### WHAT YOU NEED TO DO
1. In the passage on heritage protection in Yushu, which two types of heritage protection do press releases and signs around Jyegu Town distinguish between?
2. Carry on the passage on heritage protection in Yushu, starting after its final sentence.

### SOURCE PASSAGE
The Chinese-language material heralding the establishment of Yushu’s “Tibetan” cultural-ecological protection zone. One 2017 news article, for example, announced that The cultural ecological protection experimental zone in Yushu was created:  

“with Yushu City as the core protection area, and the five counties of Chengduo, Zhiduo, Nangqian, Zaduo, and Qumalai as priority protection areas, covers the protection of tangible and intangible cultural heritage that the Yushu Tibetan people have created and transmitted, the subject of the safeguarding are the representative transmitters and transmitting groups” (Qinghai Daily 2017).  

Press releases and literature found on signs around Jyegu Town, the town at the center of what is now officially known as Yushu City, distinguishes between two types of heritage protection: “salvage preservation” (Ch, qiangjiuxing baohu 抢救性保护) and “productive preservation” (shengchanxing baohu 生产性保护). This phrasing hints at a parallel set of “pathways” for the protection of different traditions: more marketable ones could be earmarked for “productive” preservation and orientation toward a tourist market, while those that seemed endangered and less marketable could be “salvaged.”   

A 2022 news article provides further information about how the government envisions safeguarding ICH in the cultural ecological protection zone. It noted a working guideline of “Safeguarding is primary, salvaging is the priority, rational use, transmit and develop” and also that the work has involved salvage documentation of representative transmitters of ICH items and completed the compiling and publication of ICH popular reading materials.” Here we see that the primary work of salvage preservation is the creation of texts. Productive preservation, meanwhile, focuses on presentation, transmission, and sale. The same article, for example, goes on to tout the government’s achievements in creating spaces for transmitting cultural practices, including:  

7 (传习基地) transmission learning bases, 77 transmission bases (传承基地)(including for horse racing, and dance), and 31 experiential learning spaces (体验馆/). The reports also mention training 600 new carvers of mani stones, and 800 other craftspeople, as well as improving sales for Tibetan pottery, knives, rugs, mani stones, thangkas, incense, and more.

### DATA EXCERPTS
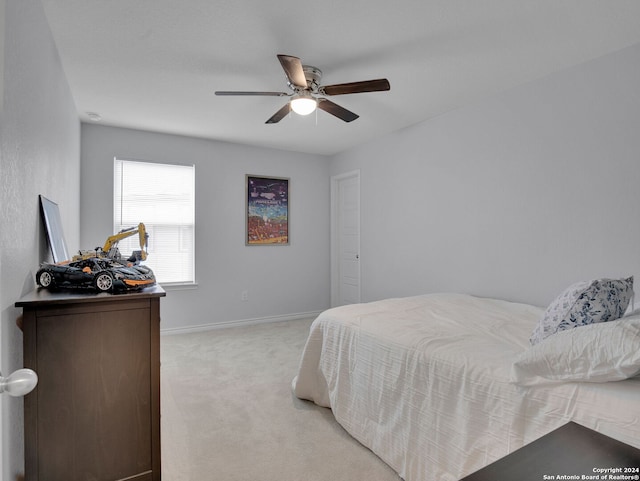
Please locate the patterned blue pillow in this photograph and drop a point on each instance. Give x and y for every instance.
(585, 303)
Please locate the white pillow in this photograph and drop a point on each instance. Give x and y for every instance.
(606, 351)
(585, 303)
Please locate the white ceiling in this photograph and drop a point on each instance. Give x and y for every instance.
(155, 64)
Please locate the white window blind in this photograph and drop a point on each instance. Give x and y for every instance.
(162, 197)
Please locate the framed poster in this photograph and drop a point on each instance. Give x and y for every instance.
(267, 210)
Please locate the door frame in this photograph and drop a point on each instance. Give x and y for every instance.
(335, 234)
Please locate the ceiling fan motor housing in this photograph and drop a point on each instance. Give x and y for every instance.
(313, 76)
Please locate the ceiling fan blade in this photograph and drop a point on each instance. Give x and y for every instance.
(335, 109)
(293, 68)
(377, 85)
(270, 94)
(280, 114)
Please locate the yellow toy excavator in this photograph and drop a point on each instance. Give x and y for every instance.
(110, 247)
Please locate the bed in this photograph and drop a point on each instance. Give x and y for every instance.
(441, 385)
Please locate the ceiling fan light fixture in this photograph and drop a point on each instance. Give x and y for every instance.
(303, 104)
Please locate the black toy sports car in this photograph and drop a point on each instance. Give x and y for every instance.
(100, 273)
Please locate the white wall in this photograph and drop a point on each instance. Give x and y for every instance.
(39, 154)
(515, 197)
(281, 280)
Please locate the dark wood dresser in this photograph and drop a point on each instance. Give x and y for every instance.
--
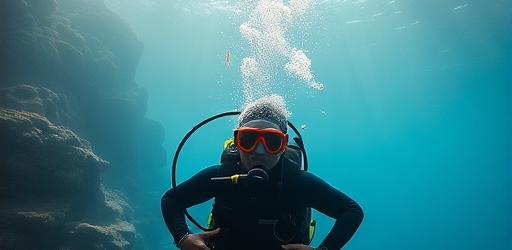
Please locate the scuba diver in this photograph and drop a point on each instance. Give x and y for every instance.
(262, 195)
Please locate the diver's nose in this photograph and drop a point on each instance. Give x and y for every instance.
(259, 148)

### ANSWER SET
1. Salvage preservation and productive preservation.

2.
From this, we can see that the work of productive preservation tends to focus on ‘exhibition, experience, and transmission” and the greatest successes in this area appear to be in festival and craft traditions. Less easily marketed traditions are not mentioned. 


Like ICH more generally, ethnic minority traditions and minority inhabited areas are over-represented among China’s eco-cultural safeguarding zones. Despite comprising less than 10% of China’s overall population, 11 of China’s 23 national-level Cultural Ecological Protection Zones are associated with minority-inhabited areas, including one specifically for the Qiang, and 3 focusing on the Tujia nationality. Four of these regions are associated with Tibetan inhabited areas: Diqing (Dechen), Golok, Rebgong, and Yushu. The outsized representation of Tibetan and other minority communities within these zones, suggests that these zones are an important new technology of cultural governance in contemporary China. Additionally, the 2018 law and the media coverage of Yushu’s zone shows that these zones will shape the future of traditions through what they protect, how they do this, and what they overlook. Though it is still early in the history of these zones, then, it is increasingly clear that any discussion of cultural sustainability in Tibetan regions will require attention to how political infrastructures support and inhibit the vitality of Tibetan cultures.